> Page excerpt:
□ □ □ □ □ □ □
Equation (4) implies that:

$$\mathcal{Z}\left(\nu (\phi ,\rho )\right)=\frac{\varrho }{\varsigma }\nu (\phi ,0)+\frac{\left(1-\delta +\delta {\left(\frac{\varrho }{\varsigma }\right)}^{\delta }\right)}{\psi \left(\delta \right)}\mathcal{Z}[\overline{\mathcal{H}}(\phi ,\rho )+\mathcal{N}(\phi ,\rho )],$$

(5)

Applying the ZZ inverse transformation of Equation (5), we get:

$$\nu (\phi ,\rho )=\nu (\phi ,0)+{\mathcal{Z}}^{-1}[\frac{\left(1-\delta +\delta {\left(\frac{\varrho }{\varsigma }\right)}^{\delta }\right)}{\psi \left(\delta \right)}\mathcal{Z}\left\{\overline{\mathcal{H}}(\phi ,\rho )+\mathcal{N}(\phi ,\rho )\right\}].$$

(6)
□ □ □ □ □ □ □
> Dataset entries:
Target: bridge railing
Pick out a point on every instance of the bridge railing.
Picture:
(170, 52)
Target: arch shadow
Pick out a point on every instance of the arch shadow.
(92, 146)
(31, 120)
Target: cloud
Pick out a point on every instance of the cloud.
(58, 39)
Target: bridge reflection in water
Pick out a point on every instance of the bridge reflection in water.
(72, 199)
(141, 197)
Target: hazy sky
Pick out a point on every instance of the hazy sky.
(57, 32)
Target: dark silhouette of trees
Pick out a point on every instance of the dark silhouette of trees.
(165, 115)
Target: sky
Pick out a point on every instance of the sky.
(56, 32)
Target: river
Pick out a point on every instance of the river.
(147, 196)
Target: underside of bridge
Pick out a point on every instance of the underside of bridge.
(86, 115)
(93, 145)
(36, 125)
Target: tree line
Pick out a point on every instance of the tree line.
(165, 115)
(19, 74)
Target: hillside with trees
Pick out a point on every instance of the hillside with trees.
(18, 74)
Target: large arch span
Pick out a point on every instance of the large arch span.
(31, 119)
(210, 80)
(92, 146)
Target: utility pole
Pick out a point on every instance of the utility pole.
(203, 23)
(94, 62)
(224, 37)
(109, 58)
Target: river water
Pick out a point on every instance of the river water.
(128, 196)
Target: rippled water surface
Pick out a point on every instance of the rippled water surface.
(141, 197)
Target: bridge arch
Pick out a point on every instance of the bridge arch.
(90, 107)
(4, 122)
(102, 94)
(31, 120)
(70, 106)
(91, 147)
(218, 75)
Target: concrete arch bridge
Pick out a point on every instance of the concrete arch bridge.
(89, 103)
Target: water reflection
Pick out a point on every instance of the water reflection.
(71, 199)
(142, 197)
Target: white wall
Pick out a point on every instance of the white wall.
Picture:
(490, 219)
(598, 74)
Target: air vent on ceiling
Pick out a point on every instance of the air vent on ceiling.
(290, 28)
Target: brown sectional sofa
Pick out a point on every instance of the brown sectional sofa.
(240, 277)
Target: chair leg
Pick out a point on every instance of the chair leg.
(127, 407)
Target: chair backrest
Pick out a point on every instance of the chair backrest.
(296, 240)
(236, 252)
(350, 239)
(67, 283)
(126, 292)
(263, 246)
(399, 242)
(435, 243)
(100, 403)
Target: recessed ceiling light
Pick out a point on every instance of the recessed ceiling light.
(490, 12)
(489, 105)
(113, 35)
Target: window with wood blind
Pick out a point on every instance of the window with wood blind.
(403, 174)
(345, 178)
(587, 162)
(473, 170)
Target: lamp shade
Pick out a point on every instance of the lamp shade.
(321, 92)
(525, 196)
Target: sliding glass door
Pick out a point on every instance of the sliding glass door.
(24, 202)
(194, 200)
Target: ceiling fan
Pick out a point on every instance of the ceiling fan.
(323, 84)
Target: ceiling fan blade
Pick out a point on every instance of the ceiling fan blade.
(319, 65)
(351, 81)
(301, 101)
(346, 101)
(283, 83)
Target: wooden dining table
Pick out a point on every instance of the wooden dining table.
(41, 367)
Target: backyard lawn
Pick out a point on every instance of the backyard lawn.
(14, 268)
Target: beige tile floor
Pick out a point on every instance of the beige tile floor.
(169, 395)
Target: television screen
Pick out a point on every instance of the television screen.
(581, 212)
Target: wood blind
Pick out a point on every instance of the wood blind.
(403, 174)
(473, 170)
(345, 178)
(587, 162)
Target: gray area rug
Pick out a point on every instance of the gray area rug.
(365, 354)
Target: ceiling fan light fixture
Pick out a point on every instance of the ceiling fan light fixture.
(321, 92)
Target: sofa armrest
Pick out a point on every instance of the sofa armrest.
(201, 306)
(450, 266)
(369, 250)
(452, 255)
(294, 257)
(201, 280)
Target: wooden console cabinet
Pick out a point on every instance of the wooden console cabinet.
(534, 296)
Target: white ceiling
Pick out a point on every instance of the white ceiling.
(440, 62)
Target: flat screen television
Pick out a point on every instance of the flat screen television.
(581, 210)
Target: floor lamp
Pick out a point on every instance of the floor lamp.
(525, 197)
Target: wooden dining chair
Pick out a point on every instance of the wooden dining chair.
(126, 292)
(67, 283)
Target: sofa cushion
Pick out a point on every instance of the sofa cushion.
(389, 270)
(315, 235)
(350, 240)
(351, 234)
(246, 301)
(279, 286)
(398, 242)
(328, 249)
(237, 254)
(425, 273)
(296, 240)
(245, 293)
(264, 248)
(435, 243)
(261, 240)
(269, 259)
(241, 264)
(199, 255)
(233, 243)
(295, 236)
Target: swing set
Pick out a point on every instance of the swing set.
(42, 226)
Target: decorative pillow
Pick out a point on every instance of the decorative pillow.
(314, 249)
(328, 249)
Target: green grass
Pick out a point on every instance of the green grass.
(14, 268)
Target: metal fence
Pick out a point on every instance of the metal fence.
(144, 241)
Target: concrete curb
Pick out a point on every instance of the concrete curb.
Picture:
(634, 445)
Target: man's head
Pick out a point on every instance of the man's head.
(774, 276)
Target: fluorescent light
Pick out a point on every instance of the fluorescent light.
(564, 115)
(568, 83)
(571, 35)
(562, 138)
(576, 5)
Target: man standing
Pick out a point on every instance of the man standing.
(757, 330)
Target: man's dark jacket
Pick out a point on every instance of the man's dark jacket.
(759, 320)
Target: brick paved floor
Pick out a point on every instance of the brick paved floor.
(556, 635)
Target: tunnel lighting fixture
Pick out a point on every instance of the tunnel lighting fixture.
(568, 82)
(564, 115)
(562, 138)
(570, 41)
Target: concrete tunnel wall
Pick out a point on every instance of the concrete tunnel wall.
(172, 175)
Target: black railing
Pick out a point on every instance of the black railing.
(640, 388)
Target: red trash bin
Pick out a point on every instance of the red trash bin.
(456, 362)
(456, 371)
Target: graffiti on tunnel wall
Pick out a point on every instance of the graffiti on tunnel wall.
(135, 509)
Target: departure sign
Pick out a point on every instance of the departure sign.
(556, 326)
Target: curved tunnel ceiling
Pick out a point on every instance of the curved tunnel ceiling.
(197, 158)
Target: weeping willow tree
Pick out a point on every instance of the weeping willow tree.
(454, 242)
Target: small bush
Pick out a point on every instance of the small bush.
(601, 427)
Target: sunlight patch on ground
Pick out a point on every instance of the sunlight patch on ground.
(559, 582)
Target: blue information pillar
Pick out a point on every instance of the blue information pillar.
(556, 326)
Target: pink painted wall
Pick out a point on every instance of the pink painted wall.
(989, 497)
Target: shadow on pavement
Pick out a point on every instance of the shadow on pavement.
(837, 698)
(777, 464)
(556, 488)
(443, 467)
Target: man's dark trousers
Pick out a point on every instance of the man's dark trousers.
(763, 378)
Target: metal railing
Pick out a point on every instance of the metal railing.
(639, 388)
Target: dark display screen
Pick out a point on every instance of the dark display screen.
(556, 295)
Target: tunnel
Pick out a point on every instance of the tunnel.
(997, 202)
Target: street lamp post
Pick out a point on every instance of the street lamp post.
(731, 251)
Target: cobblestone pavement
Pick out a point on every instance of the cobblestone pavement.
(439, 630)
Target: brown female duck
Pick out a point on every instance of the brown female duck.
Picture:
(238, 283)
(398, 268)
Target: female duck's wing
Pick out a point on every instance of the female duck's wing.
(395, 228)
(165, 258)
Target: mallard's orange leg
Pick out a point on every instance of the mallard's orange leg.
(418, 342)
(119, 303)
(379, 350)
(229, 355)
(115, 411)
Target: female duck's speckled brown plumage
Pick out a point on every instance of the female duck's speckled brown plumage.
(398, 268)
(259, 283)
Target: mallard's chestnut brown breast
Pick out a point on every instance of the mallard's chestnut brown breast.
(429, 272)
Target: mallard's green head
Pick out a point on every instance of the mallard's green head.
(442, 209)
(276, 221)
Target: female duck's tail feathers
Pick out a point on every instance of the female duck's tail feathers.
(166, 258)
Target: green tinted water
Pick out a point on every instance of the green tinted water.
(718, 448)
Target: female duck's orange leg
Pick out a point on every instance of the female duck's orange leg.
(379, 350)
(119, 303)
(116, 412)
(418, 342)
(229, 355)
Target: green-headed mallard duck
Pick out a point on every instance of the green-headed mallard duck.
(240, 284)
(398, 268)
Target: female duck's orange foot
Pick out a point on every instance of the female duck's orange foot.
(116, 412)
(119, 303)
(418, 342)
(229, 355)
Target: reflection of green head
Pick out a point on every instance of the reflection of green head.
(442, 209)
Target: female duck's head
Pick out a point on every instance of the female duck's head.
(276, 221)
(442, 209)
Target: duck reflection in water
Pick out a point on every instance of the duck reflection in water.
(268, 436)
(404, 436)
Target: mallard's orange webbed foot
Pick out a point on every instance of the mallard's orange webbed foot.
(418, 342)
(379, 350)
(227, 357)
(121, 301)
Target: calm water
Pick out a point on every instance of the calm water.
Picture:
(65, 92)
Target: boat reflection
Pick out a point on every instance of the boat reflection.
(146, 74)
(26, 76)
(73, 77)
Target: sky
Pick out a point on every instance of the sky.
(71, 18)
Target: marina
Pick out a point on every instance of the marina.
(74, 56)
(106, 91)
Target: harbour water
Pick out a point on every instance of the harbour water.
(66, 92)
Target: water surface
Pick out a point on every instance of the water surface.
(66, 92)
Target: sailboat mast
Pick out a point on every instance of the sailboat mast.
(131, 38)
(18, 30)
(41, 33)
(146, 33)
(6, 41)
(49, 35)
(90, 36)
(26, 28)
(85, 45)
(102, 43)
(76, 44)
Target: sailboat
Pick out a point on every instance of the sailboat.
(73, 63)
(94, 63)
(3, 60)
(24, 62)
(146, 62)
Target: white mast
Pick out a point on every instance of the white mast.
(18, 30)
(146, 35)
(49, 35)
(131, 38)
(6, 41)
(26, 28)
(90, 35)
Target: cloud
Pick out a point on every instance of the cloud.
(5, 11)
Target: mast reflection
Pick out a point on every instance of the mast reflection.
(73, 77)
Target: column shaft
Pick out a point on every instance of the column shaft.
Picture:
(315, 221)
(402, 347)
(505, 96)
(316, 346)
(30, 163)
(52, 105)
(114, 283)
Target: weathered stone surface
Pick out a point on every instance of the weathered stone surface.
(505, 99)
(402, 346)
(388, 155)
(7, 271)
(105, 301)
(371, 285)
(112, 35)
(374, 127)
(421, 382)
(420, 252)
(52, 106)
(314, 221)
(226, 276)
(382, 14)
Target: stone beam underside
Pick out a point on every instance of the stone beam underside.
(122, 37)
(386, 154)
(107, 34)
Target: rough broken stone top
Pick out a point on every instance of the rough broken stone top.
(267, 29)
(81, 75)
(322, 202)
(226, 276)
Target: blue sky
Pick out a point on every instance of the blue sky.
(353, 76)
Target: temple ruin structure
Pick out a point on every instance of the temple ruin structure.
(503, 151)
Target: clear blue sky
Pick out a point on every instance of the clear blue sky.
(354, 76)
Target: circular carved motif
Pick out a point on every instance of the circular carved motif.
□ □ □ □ □ □ □
> Challenge:
In the page excerpt above, what is applied to Equation (5) to obtain the expression that follows?

> Finished exercise:
The ZZ inverse transformation.